| Entries provided |
---+---

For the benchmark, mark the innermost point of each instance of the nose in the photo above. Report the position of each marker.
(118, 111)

---+---

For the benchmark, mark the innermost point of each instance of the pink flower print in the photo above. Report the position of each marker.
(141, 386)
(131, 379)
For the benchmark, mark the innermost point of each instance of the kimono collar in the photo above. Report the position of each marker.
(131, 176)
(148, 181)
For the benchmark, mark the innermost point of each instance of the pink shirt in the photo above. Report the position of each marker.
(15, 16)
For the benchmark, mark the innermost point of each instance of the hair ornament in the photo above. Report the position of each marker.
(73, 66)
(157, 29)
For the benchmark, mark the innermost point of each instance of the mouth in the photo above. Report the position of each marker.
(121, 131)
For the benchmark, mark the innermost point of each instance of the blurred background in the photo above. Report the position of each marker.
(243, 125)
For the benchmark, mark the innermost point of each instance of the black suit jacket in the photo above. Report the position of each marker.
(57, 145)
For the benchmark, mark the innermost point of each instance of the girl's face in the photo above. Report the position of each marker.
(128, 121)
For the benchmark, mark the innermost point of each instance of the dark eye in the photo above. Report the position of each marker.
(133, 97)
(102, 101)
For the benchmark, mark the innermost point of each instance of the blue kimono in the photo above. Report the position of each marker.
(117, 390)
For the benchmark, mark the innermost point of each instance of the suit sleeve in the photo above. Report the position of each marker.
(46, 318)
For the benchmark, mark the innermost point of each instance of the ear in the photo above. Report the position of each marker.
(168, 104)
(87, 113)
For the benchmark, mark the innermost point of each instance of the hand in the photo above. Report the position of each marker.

---+---

| Exercise objective |
Reproduce, word for word, the part of the records that opens with the line containing "of the hair" and closes with the line containing "of the hand", both lines included.

| Answer to this exercise |
For the benchmark, mark the innermost point of each instance of the hair ornament in the photo above. Report the position of each marker.
(73, 66)
(157, 29)
For the benchmark, mark the innermost point of each instance of the mouth in the photo above. Report the position of each marker.
(121, 131)
For the benchmark, mark the innermost point of each instance of the blurred background in the photo above. Report the position of each marker.
(243, 125)
For the benchmark, mark the innermost point of each instance of the black suit jacket in the photo above. Report the position of each marker.
(57, 145)
For the benchmark, mark the innermost point of each instance of the girl's face in the photo above. Report the position of each marker.
(128, 121)
For the benchmark, mark the innermost point of each instance of the dark eye in the photo above. Report the position of each marker.
(133, 97)
(102, 101)
For the benchmark, mark the innermost point of each instance of the blue kimono in the photo above. Report the position of each marker.
(117, 390)
For the benchmark, mark the innermost point of each instance of the suit sleeve in the photo above. Report the position of each marker.
(46, 318)
For the benchmark, mark the innermost point of each instance of the ear in the photo above. Report the position of each marker.
(168, 104)
(87, 113)
For the benchmark, mark the innermost point of each instance of the hand in the photo above. Report the position of each marker.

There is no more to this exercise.